# Passage to read
------------------------------------------------------------------------

2004-08-04 Thread Paul Serby
Can anyone give a good reference site/book for getting the most out of 
your postgres server.

All I can find is contradicting theories on how to work out your settings.
This is what I followed to setup our db server that serves our web 
applications.

http://www.phpbuilder.com/columns/smith20010821.php3?page=2
We have a Dell Poweredge with the following spec.
CPU: Intel(R) Xeon(TM) CPU 3.06GHz (512 KB Cache)
CPU: Intel(R) Xeon(TM) CPU 3.06GHz (512 KB Cache)
CPU: Intel(R) Xeon(TM) CPU 3.06GHz (512 KB Cache)
CPU: Intel(R) Xeon(TM) CPU 3.06GHz (512 KB Cache)
Physical Memory: 2077264 kB
Swap Memory: 2048244 kB
Apache on the Web server can take up to 300 connections and PHP is using 
 pg_pconnect

Postgres is set with the following.

------------------------------------------------------------------------

# Information shown

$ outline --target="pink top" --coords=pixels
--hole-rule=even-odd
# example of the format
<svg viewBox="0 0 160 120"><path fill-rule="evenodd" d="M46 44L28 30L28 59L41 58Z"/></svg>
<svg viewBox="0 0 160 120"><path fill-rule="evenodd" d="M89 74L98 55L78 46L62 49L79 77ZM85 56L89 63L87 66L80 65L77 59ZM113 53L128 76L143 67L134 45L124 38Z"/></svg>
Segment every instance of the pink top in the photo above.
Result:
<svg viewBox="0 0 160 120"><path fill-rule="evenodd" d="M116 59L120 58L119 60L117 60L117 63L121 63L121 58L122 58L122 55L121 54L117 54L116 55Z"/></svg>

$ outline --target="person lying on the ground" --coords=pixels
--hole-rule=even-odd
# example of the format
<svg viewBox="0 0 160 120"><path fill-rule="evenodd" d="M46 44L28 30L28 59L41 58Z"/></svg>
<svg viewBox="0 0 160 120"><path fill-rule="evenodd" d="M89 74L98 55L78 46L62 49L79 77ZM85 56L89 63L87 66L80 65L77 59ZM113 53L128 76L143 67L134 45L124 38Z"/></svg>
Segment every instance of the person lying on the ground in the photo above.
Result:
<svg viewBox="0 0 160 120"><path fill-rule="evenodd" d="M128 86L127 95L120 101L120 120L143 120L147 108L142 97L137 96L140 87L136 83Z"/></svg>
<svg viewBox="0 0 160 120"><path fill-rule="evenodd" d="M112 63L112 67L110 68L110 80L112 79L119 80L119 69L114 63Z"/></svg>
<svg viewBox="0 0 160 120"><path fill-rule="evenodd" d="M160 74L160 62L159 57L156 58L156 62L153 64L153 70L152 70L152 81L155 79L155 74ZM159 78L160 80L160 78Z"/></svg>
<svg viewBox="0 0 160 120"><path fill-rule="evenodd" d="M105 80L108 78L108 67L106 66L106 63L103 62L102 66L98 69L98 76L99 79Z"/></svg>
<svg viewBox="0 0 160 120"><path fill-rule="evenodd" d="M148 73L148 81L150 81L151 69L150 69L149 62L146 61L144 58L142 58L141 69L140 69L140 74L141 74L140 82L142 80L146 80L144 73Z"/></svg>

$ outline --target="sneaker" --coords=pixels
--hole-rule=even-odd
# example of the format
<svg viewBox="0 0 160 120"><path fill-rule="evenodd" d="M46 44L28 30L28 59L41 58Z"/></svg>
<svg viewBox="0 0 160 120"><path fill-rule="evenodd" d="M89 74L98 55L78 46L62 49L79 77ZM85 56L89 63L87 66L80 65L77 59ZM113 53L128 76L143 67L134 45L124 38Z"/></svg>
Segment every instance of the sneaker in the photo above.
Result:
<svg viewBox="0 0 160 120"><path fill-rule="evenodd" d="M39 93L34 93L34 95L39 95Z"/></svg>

------------------------------------------------------------------------

# What is asked
1. List the software products named in the post about Postgres server tuning.
2. Translate this sentence from the post about Postgres server tuning into Spanish: "All I can find is contradicting theories on how to work out your settings."
3. Continue the post about Postgres server tuning, starting after its final sentence.
Nothing in the listing matters here.

# Answers for this exercise
1. Postgres, Apache, PHP

2. Lo único que encuentro son teorías contradictorias sobre cómo determinar la configuración.

3.
max_connections = 300
shared_buffers = 38400
sort_mem = 12000
But Apache is still maxing out the non-super user connection limit.
The machine is under no load and I would like to up the max_connections 
but I would like to know more about what you need to consider before 
doing so.

The only other source I've found is this:
http://www.varlena.com/varlena/GeneralBits/Tidbits/annotated_conf_e.html
But following its method my postgres server locks up straight away as it 
recommends setting max_connections to 16 for Web sites?

Is there a scientific method for optimizing postgres or is it all 
'finger in the air' and trial and error.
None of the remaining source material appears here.